#### WORK TO COMPLETE
a) In the essay below on ways of looking at a blank page, how many quarts of oil does the writer say it takes to fill an empty engine?
b) Resume the essay below on ways of looking at a blank page, picking up right after its final sentence.

[Start SOURCE]

There are more then "thirteen ways of looking at a blank page. The human mind, however, can only hold so many ideas at the same time. The human soul is different and can see beyond both the blank page and a given point in space and time.

*

The blank page is a lover beckoning to the writer hidden in an individual’s souls.

**

The blank page is a child growing in the womb of the mother waiting for the moment of birth.
At birth the child begins acquiring knowledge of this world and learning to reflect the attributes of God.

***

The blank page is the cloudy sky I see when I look out my living room window.
It rained last night and when I woke up this morning the black top on Bracken Ave. glistened.
The rain left puddle in my driveway that slowly shrunk during the passing of the day.

****

The blank page is the sun coming from behind a cloud at the end of a dismal day.
The sun smiles on the planet and chases the darkness away.
The sun dances from behind gray and charcoal clouds giving my muse a new view of life.
The sun encourages growth after the rain gives water to the planet.

*****

The blank page is memory of traumatic events that creeps forward in time to cast a shadow across the present.
There was a time when I thought that if I could go back in time I would change certain events that left scars on my soul.
If I went back to change those events I would not be the person I am today because the events shaped me.
If time travel is possible then at the end we would live on a different planet and be different people.
I wouldn’t want to go back in time any more, at least not to change the events in my own life.

******

The blank page is the potential for awkwardness’ a human being shows at any age
To learn something new each day of live is to keep young
I learned that it takes five quarts of oil to fill and empty engine, but I still don’t know how many quarts of love it takes to fill an empty heart.
I learned that the routing number on the bottom of a check is different from the routing number on the bottom of a deposit slip so of course the routing number on the human body has to be different then the routing number on the human soul.
Only a human being who is at peace within can live at peace with the rest of the world.
The reason cloning will never catch on is because people have a difficult enough time getting along with themselves as it is (not sure where I picked this up, but I think it was from a quote someplace).

[End SOURCE]
[Start DATA SHOWN]

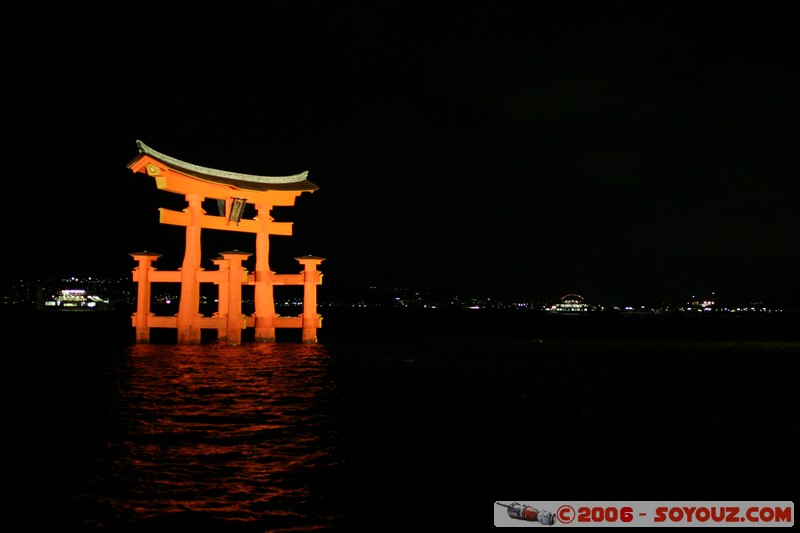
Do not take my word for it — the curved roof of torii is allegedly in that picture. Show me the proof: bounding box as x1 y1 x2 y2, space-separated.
128 141 319 191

[End DATA SHOWN]

#### RESULTS OF THE EXERCISE
a) Five quarts.

b)
*******

The blank page is any color you want it to be.
I have no idea what I’m writing but I’m going to continue this exercise until I get to the end.
The best way to memorize something is to read it over several times before going to sleep.
The best way to memorize something is to copy it ten times in long hand.
The idea behind a free write is to write long enough and fast enough so that the deep-seated fears come out in the writing and we face the ghost of our past.
I’m just writing random thoughts that come to be when I think of a blank page.
Free association is a good journal exercise and I’m going to have to try it again sometime.

********

The blank page is the past that hides our fears in dream symbols.
I don’t believe in reincarnation for several reason; I know I wouldn’t want to go through my teenage years again.
I remember events from my past in shades of emotion.
It’s nice to be an adult and look back at one childhood and teenage years and laugh at the awkwardness’; I hope I get to that point sometime.
When I was in junior high school, a bunch of the in crowd played a trick on me; it must be nice to have so little regard for your class mate that you can play unfunny practical jokes on them without feeling guilty.
I glad I was never part of the in crowd.
I’ve always known I liked men, the problem is not liking them or wanting them; the problem is trusting them.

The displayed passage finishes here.